--- Parts of the exercise ---
(a) Rewrite the post on the Google + seminar from "This was my" up to and including "them do that.", replacing "Big Picture" with "Broad Overview".
(b) Answer these questions on the post about the Google + seminar:
(i) Which organization sponsored the seminar?
(ii) At what venue was the event held?
(iii) What position does Garrett Kuk hold?

--- Document extract ---

↓↓↓

Digital Atlanta: Discussing the Usefulness of Google +
This afternoon, I attended a seminar sponsored by Digital Atlanta entitled, “Should I Add Google + To My Social Media Diet?” Considering the recent developments with Google +, it was apt timing for such a gathering to occur. It was a meeting of the foremost social media marketing minds, and a great deal of insight came out of the open discussion. The first bit of insight that came out of the discussion was the answer to the title of the discussion: Yes, we should be on Google + – eventually. While now may not be the right time for everybody (we will get back to this point), it will eventually become important for companies to jump on the Google + bandwagon (personally, we feel early adoption of Google + is important. Find our profile here.) So, for this blog post (since it isn’t exactly live, but covers almost exactly what was said), I will provide both my notes and my commentary. Here we go!
This was my view at the Google + event. It was at the Hudson Grille in Midtown ATL.
The Big Picture
The presenter, Garrett Kuk, Social Media Strategy Partner at Speakeasy Media, kicked off and mediated this discussion. He began the discussion by giving some background on Google +, which he called the “Big Picture.” He noted that Google created the social network in an effort to create another filter between website content and the user which will produce more tailored relevant content. This is a very good point. It’s been evident for awhile now that Google has been looking to personalize the search process, and it’s true that Google + helps them do that.

↑↑↑

--- Provided records ---
↓↓↓

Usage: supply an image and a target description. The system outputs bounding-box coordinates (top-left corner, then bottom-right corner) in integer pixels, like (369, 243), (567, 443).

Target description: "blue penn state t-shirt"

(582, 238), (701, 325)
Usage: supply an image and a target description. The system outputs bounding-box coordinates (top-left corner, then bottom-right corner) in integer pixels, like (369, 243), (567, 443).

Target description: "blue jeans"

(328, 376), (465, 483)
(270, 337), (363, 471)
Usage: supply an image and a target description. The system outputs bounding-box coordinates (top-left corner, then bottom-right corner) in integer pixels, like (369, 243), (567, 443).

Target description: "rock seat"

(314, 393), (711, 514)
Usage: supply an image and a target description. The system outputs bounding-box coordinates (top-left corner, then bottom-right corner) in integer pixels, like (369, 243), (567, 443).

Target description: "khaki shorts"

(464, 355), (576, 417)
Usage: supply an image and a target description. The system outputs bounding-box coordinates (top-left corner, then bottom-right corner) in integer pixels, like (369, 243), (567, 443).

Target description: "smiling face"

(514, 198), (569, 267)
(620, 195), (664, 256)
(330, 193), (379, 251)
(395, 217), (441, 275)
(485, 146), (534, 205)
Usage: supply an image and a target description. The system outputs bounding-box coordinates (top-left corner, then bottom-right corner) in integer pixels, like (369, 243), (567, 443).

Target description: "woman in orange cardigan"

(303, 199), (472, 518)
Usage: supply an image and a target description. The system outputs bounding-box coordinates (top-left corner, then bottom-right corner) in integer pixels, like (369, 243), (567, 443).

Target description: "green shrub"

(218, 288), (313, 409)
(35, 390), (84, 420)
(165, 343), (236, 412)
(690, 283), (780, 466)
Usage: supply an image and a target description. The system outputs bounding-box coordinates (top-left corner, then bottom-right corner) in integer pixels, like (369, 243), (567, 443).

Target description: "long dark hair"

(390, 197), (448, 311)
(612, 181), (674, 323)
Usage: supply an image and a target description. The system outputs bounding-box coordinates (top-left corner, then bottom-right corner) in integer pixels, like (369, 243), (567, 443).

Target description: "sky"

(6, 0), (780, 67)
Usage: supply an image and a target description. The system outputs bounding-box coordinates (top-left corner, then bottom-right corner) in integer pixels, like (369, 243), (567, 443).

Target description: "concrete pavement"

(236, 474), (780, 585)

↑↑↑

--- Results ---
(a)
This was my view at the Google + event. It was at the Hudson Grille in Midtown ATL.
The Broad Overview
The presenter, Garrett Kuk, Social Media Strategy Partner at Speakeasy Media, kicked off and mediated this discussion. He began the discussion by giving some background on Google +, which he called the “Broad Overview.” He noted that Google created the social network in an effort to create another filter between website content and the user which will produce more tailored relevant content. This is a very good point. It’s been evident for awhile now that Google has been looking to personalize the search process, and it’s true that Google + helps them do that.

(b)
(i) Digital Atlanta
(ii) The Hudson Grille in Midtown ATL
(iii) Social Media Strategy Partner at Speakeasy Media